Saved entries:
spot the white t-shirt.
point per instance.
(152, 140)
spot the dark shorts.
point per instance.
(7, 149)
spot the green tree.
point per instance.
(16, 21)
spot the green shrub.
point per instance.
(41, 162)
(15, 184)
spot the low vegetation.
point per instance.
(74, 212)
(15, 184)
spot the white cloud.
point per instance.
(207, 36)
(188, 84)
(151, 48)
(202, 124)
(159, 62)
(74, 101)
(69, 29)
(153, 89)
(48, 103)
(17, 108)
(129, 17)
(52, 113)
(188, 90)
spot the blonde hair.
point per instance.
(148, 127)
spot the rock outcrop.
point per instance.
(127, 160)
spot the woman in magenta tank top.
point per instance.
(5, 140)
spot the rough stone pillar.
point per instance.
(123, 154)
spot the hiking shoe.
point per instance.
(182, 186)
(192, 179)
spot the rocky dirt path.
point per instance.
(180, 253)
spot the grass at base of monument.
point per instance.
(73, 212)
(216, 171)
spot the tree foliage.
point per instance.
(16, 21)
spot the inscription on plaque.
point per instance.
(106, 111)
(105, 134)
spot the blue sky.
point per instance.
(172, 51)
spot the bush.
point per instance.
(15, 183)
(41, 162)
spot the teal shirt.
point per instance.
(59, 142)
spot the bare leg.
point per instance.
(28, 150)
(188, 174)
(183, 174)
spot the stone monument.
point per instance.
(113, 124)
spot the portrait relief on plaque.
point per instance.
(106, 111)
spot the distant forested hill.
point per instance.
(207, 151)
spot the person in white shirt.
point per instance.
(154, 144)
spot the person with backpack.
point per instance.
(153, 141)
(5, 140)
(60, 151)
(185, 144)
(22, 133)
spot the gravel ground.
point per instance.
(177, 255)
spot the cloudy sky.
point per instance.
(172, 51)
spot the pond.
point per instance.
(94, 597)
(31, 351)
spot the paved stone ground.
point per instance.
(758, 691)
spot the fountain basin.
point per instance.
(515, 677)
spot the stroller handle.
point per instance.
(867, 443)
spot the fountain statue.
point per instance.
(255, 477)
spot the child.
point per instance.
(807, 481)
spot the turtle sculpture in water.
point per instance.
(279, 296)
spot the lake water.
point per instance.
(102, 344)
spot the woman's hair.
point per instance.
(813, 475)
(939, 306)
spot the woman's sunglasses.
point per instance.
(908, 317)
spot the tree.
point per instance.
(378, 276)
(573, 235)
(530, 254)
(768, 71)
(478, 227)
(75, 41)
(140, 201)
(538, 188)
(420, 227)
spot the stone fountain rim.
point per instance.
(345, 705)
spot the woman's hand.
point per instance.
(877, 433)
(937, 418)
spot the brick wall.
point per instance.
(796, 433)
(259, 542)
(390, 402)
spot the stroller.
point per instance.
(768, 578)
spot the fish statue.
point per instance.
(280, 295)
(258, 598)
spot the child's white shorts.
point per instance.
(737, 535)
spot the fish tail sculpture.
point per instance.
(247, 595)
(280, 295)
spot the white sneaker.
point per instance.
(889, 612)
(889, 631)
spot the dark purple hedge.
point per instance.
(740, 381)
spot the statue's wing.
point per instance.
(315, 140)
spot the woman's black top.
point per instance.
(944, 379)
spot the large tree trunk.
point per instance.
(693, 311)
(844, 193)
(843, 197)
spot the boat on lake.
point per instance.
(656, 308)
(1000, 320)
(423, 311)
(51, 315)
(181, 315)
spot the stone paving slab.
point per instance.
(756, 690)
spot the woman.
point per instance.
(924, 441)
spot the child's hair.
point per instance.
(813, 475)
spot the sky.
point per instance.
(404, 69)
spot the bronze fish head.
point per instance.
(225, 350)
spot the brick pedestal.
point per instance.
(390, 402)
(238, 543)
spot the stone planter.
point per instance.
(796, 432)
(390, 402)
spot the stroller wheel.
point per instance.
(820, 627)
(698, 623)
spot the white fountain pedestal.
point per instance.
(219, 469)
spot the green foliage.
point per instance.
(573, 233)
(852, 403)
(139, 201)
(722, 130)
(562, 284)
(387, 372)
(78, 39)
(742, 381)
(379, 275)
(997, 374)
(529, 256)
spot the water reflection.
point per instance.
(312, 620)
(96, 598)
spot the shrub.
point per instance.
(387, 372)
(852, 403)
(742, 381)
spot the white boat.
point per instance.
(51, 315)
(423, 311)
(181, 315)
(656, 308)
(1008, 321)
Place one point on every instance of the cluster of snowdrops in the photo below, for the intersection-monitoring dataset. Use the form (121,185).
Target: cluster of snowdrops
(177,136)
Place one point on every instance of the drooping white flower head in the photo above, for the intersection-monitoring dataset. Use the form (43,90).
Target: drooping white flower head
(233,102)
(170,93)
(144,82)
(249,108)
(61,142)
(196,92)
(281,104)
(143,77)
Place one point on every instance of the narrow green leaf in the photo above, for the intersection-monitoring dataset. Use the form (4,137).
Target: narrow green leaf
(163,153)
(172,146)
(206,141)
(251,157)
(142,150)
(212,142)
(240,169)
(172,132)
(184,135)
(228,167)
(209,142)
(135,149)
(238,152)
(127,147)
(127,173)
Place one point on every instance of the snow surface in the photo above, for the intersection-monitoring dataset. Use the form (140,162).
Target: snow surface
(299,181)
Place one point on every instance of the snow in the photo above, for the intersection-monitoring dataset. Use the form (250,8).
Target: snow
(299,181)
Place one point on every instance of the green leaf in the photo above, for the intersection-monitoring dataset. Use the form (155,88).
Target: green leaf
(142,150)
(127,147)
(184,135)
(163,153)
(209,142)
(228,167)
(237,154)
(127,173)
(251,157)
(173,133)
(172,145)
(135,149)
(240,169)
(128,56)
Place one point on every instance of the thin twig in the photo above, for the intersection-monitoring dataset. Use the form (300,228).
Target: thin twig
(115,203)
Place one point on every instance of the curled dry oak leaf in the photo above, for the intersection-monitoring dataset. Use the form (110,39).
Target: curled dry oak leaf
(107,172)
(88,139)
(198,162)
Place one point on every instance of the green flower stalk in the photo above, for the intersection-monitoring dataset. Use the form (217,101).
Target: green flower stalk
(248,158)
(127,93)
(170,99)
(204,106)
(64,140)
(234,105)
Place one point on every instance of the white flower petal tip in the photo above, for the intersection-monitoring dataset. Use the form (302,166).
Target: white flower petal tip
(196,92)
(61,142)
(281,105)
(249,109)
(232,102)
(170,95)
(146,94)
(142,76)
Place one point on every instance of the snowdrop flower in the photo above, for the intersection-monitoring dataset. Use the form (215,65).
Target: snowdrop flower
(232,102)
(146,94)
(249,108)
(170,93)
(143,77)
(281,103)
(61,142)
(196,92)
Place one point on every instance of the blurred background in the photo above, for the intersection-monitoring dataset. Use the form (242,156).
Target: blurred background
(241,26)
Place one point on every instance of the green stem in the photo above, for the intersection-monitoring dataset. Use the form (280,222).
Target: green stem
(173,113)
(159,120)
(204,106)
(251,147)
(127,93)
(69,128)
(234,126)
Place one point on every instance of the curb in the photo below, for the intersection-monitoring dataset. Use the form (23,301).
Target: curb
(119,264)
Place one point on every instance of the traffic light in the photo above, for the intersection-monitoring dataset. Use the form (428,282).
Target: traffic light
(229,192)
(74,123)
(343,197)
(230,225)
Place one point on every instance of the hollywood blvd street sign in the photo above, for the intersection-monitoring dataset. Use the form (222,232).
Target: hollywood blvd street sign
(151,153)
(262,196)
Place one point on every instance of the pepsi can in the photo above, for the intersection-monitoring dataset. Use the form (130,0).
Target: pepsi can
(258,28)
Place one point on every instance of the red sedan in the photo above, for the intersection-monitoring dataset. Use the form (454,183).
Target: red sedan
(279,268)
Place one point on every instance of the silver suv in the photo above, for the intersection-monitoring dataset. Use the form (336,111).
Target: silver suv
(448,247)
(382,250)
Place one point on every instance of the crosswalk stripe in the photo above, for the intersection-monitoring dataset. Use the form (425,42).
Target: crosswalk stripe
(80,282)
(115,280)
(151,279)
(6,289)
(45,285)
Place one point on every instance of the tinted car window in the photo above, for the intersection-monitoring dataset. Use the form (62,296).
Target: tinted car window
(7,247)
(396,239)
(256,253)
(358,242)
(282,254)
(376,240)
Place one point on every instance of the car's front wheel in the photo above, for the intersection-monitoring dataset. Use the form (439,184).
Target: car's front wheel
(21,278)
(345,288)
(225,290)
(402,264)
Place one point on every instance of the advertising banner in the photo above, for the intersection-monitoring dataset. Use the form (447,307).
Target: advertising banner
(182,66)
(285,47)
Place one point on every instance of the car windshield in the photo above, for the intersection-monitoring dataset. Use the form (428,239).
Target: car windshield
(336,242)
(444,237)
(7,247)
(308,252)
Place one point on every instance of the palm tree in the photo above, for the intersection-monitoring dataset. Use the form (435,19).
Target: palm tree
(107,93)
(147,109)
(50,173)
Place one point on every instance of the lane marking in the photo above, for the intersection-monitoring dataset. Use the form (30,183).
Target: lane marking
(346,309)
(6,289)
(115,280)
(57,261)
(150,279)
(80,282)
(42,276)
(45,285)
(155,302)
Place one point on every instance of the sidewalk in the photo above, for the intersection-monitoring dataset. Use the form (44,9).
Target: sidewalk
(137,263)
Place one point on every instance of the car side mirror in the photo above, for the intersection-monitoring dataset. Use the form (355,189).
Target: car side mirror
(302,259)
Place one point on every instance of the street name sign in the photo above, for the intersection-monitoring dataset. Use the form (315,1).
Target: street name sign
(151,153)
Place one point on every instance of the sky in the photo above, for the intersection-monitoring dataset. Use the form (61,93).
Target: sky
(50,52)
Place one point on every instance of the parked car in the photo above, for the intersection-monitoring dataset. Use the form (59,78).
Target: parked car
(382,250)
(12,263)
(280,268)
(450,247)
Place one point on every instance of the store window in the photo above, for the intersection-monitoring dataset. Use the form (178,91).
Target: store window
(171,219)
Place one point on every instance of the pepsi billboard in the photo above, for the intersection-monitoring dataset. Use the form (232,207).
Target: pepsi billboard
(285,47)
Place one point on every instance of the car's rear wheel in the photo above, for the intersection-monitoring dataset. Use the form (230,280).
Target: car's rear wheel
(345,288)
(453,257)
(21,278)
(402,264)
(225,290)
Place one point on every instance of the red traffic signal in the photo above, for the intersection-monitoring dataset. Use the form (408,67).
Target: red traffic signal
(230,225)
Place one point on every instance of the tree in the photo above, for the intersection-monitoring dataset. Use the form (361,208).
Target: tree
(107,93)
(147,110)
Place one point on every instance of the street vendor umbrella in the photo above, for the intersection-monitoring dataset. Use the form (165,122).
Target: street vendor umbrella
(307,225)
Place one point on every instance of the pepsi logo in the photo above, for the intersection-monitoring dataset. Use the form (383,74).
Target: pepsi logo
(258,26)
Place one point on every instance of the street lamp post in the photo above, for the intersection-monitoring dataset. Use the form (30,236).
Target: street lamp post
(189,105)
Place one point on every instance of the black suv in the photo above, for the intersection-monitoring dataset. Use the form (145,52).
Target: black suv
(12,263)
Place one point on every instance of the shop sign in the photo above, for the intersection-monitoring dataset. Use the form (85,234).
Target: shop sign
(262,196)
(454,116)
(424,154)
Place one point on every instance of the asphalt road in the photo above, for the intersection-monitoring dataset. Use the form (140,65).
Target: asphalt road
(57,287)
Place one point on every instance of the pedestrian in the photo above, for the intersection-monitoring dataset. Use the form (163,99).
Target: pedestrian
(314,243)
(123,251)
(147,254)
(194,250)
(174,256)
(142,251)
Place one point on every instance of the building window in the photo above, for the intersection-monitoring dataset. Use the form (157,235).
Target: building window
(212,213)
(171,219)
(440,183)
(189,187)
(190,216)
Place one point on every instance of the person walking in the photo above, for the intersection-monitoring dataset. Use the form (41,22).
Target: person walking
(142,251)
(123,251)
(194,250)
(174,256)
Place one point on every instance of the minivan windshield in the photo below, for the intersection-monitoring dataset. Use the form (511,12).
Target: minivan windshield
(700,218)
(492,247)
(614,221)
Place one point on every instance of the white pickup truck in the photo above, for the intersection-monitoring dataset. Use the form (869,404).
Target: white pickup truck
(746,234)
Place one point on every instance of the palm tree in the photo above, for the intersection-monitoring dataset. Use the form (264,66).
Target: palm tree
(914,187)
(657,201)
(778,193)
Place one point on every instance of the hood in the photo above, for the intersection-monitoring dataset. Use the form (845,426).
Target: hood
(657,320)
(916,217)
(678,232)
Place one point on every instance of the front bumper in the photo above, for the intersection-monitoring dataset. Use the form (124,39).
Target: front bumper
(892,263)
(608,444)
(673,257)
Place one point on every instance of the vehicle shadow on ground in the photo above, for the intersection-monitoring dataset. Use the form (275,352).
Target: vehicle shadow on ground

### What is being asked
From the entries above, pull out each line that includes "shirt".

### Output of the exercise
spot the white t-shirt.
spot the teal shirt.
spot the person in white shirt.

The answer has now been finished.